Goal: Arrange the lines below as a numbered list with no blank lines, beginning at the line containing "jersey number 21" and continuing through the line containing "79 346 198 380". Include only those lines.

Coordinate annotation entries:
[START]

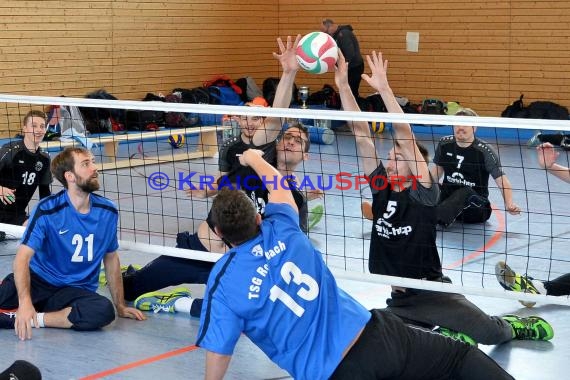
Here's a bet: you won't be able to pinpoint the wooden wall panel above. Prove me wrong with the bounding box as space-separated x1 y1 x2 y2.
279 0 570 116
0 0 570 135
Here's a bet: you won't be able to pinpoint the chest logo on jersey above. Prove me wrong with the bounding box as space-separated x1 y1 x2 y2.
447 172 475 187
247 263 269 300
375 218 413 239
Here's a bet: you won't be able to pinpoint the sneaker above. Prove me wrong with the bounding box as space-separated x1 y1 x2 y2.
495 261 540 307
502 315 554 340
134 287 190 313
308 205 324 231
0 311 16 329
99 264 142 288
360 201 374 220
432 326 477 347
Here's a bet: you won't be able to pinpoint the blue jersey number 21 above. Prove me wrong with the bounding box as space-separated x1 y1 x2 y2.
269 261 319 317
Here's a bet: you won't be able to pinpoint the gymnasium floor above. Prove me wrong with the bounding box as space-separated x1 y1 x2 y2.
0 129 570 379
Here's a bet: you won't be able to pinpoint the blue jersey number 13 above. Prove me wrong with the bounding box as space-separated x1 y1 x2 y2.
269 261 319 317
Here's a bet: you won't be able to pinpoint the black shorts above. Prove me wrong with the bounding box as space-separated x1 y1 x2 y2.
331 309 473 380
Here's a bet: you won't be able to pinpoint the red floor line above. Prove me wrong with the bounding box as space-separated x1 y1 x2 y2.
444 205 505 269
79 346 198 380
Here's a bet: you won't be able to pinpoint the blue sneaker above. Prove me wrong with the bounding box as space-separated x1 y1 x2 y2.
308 205 325 231
0 311 16 329
134 287 191 313
432 326 477 347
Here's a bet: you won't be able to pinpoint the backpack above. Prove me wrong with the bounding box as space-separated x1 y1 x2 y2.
125 110 164 131
527 101 569 120
44 105 93 149
172 87 210 104
204 74 242 95
236 77 263 102
366 94 388 112
164 92 199 128
307 84 341 110
261 77 298 107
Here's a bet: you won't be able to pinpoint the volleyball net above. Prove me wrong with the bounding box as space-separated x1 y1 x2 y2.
0 95 570 305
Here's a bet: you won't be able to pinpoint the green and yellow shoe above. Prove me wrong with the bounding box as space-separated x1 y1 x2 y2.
308 205 325 231
495 261 540 307
134 287 191 313
432 326 477 347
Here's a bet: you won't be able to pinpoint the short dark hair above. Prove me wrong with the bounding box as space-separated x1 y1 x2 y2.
283 122 311 153
211 187 258 246
50 147 89 189
394 140 429 164
22 110 47 125
455 108 479 116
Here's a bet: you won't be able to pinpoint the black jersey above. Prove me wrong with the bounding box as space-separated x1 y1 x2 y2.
368 163 442 280
433 136 504 200
0 140 51 214
218 136 277 176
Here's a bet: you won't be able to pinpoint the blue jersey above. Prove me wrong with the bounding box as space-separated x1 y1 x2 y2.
196 203 370 379
22 190 119 291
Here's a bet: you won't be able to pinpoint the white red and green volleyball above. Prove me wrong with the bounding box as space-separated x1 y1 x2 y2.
296 32 338 74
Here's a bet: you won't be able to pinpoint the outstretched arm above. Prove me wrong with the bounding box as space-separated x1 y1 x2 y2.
536 143 570 183
334 50 380 175
14 244 37 340
362 51 432 188
253 34 301 146
239 149 299 212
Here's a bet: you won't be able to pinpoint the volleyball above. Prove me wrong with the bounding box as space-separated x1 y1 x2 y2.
168 135 184 149
296 32 338 74
370 121 384 134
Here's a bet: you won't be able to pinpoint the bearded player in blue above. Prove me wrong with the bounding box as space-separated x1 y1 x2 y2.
0 148 145 340
196 149 512 380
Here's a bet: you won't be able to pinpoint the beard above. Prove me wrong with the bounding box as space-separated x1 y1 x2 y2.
77 177 99 193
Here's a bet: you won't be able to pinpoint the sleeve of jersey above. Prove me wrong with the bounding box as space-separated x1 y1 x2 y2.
196 277 244 355
0 144 13 170
40 161 52 185
482 144 505 178
368 162 388 196
433 141 441 165
265 203 299 228
22 206 47 251
410 178 439 206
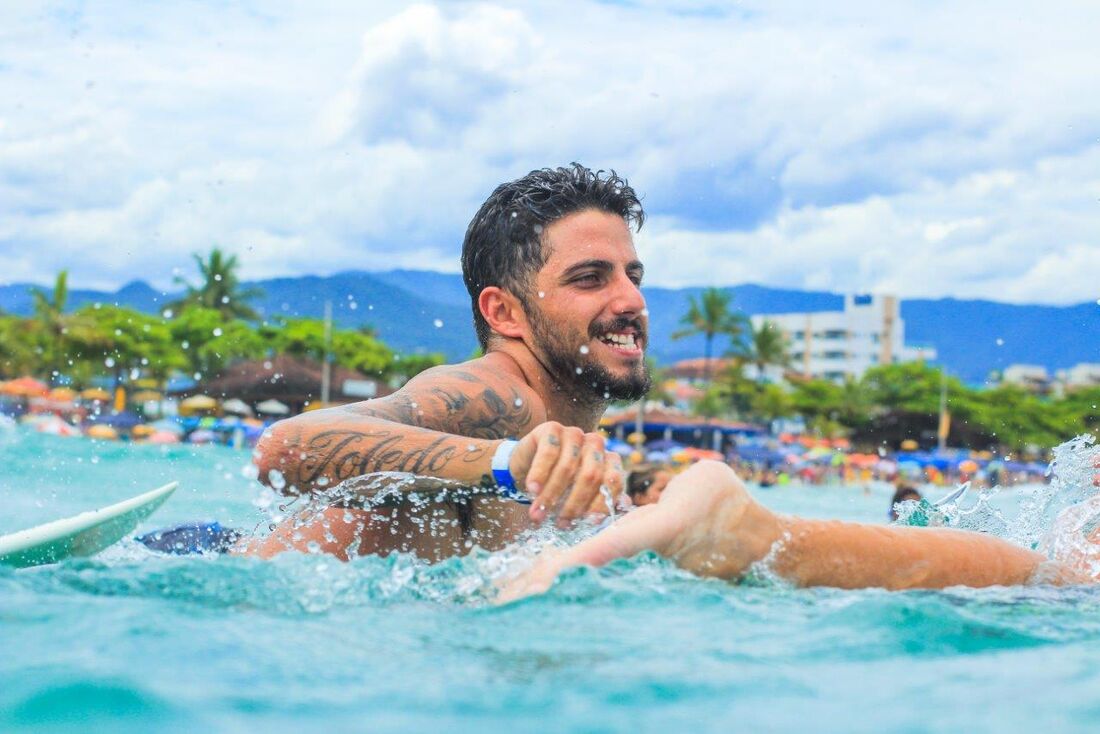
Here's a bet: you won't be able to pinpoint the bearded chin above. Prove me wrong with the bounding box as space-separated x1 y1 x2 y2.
573 363 652 401
531 317 652 403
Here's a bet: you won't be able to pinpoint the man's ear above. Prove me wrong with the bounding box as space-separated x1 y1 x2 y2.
477 285 527 339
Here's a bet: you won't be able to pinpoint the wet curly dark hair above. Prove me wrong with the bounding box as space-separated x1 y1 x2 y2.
462 163 646 349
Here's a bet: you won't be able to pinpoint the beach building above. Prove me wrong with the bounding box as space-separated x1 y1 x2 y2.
1001 364 1052 394
182 354 394 414
752 295 936 381
1057 362 1100 390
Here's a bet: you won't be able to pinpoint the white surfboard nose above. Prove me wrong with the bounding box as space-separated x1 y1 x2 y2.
0 482 179 568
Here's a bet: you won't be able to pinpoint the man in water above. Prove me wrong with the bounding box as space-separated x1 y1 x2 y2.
250 164 1100 596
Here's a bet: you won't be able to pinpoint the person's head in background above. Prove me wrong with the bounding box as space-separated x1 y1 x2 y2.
626 465 672 506
890 484 922 521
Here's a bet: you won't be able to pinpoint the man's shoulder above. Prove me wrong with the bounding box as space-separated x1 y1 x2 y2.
406 352 535 394
364 357 546 439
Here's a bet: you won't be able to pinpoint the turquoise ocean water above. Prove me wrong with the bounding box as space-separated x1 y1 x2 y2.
0 431 1100 733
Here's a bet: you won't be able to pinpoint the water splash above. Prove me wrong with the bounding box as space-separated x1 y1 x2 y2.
898 434 1100 576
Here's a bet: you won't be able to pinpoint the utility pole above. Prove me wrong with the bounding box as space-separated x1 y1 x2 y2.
321 300 332 408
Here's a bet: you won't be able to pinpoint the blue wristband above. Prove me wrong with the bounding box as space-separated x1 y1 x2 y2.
492 439 531 505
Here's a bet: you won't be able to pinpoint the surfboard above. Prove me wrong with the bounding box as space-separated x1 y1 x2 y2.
0 482 179 568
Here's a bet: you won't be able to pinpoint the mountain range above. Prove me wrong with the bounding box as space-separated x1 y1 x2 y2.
0 270 1100 384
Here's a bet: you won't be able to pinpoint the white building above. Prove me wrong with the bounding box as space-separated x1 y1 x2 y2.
752 295 936 381
1058 362 1100 390
1001 364 1051 393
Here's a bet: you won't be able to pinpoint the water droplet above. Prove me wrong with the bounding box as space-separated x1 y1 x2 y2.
267 469 286 490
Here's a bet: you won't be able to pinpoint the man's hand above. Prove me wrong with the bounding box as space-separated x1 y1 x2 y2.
509 421 623 526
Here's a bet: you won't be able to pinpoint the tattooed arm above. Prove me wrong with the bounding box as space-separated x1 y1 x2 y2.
255 358 546 494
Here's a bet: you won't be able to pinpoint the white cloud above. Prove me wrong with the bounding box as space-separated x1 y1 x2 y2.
0 2 1100 303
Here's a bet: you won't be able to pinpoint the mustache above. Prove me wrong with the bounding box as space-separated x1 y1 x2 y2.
589 316 647 339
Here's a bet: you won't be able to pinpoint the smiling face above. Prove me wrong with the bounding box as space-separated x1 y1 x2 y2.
525 209 650 401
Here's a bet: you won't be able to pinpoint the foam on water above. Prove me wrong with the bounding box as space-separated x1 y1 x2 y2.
0 426 1100 733
898 434 1100 576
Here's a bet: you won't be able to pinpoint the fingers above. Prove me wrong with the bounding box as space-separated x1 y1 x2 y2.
530 427 584 523
585 451 624 515
509 421 624 526
558 434 607 527
510 423 564 499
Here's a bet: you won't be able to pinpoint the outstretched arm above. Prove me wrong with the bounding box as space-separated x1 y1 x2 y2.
502 462 1089 601
255 365 536 494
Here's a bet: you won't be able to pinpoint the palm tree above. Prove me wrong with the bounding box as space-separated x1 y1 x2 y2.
672 288 746 382
31 271 68 335
732 319 791 382
31 271 70 382
168 248 263 321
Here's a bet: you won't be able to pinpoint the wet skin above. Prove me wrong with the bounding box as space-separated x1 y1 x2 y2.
253 210 648 560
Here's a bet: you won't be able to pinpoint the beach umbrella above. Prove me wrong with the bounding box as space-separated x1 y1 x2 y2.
84 425 119 441
80 387 111 402
92 410 145 430
150 418 184 436
179 395 218 414
46 387 76 403
646 438 685 453
677 447 725 461
34 416 80 436
130 390 164 403
256 398 290 415
221 397 252 416
604 438 634 457
187 428 217 443
0 377 50 397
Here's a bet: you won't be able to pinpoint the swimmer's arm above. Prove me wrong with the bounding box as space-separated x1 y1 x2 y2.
771 517 1060 589
254 365 545 494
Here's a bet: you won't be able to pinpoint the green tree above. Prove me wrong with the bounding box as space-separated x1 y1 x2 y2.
168 248 263 321
0 316 41 379
672 288 747 382
74 305 187 384
261 319 394 376
387 353 447 383
732 319 791 382
168 306 267 376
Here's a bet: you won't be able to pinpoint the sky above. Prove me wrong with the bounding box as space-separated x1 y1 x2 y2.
0 0 1100 304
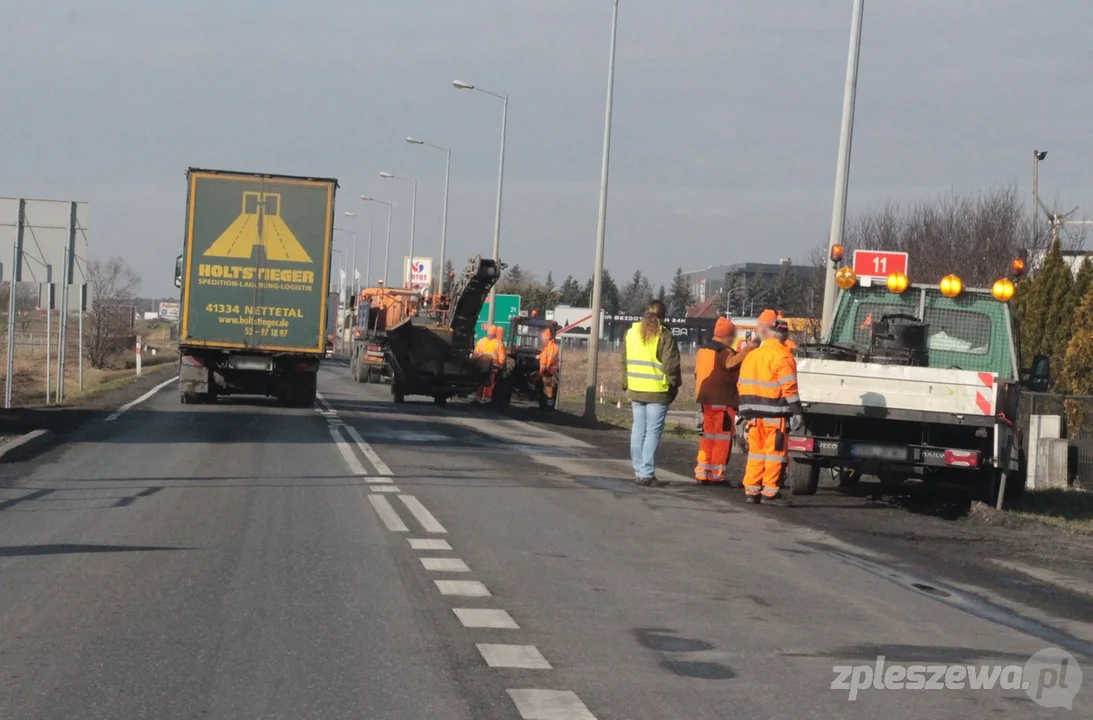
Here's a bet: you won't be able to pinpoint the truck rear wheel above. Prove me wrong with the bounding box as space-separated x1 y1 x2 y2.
786 461 820 495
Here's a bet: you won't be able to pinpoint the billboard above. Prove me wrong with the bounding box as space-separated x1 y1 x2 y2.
0 198 89 285
402 258 433 290
160 302 180 322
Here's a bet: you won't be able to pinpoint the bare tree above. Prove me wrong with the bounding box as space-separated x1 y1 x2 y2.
846 187 1040 287
83 258 140 368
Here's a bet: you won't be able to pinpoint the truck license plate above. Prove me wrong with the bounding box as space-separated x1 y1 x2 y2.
850 445 907 461
232 355 270 371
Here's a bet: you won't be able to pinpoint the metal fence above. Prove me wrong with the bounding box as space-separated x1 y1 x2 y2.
1019 392 1093 489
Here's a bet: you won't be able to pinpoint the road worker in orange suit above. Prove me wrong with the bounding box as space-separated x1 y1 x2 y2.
737 310 804 503
774 318 797 352
694 318 754 484
471 327 497 402
539 328 560 400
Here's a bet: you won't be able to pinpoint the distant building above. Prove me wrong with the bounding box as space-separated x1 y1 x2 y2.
683 260 822 315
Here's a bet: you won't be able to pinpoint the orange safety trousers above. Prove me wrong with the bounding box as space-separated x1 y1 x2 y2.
694 403 737 483
744 417 786 497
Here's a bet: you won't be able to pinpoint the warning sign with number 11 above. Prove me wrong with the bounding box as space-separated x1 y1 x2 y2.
854 250 907 278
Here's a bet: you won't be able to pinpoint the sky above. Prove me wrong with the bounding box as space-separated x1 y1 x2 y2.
0 0 1093 296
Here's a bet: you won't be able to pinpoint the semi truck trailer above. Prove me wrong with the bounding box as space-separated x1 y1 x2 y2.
175 168 338 408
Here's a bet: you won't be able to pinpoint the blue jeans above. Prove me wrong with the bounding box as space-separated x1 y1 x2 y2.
630 402 668 479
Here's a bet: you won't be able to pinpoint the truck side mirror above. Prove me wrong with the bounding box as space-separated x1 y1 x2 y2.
1029 355 1051 392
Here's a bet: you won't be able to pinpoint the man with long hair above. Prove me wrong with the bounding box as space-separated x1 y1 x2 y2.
622 300 683 485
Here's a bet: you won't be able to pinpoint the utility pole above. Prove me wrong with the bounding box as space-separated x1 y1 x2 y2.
585 0 619 420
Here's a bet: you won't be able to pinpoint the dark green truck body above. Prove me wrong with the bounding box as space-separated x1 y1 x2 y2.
176 168 338 405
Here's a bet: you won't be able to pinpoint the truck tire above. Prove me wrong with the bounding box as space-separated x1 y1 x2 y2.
786 461 820 495
835 468 861 487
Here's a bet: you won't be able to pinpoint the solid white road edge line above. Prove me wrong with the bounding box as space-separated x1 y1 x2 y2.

[END]

Output of the exercise:
1. Here's a bet: you won't be able to pinpoint the blue jersey number 21 above. Prove me wrong with the bounding box as space-separated x1 y1 x2 y2.
2. 269 261 319 317
3. Here's a bet: you won't be able to pinpoint the gymnasium floor above. Prove me wrong with the bounding box as space-separated x1 y1 x2 y2.
4. 0 129 570 379
5. Here's a bet: you won't be able to pinpoint the blue jersey number 13 above. Prove me wrong with the bounding box as space-separated x1 y1 x2 y2.
6. 269 261 319 317
7. Here's a bet: you won't be able to pinpoint the black shorts above. Prove me wrong with the bounding box as space-separated x1 y1 x2 y2.
8. 331 309 473 380
9. Here's a bet: you won't be able to pinpoint the red floor line above. Prove me wrong with the bounding box as space-separated x1 y1 x2 y2.
10. 444 205 505 269
11. 79 346 198 380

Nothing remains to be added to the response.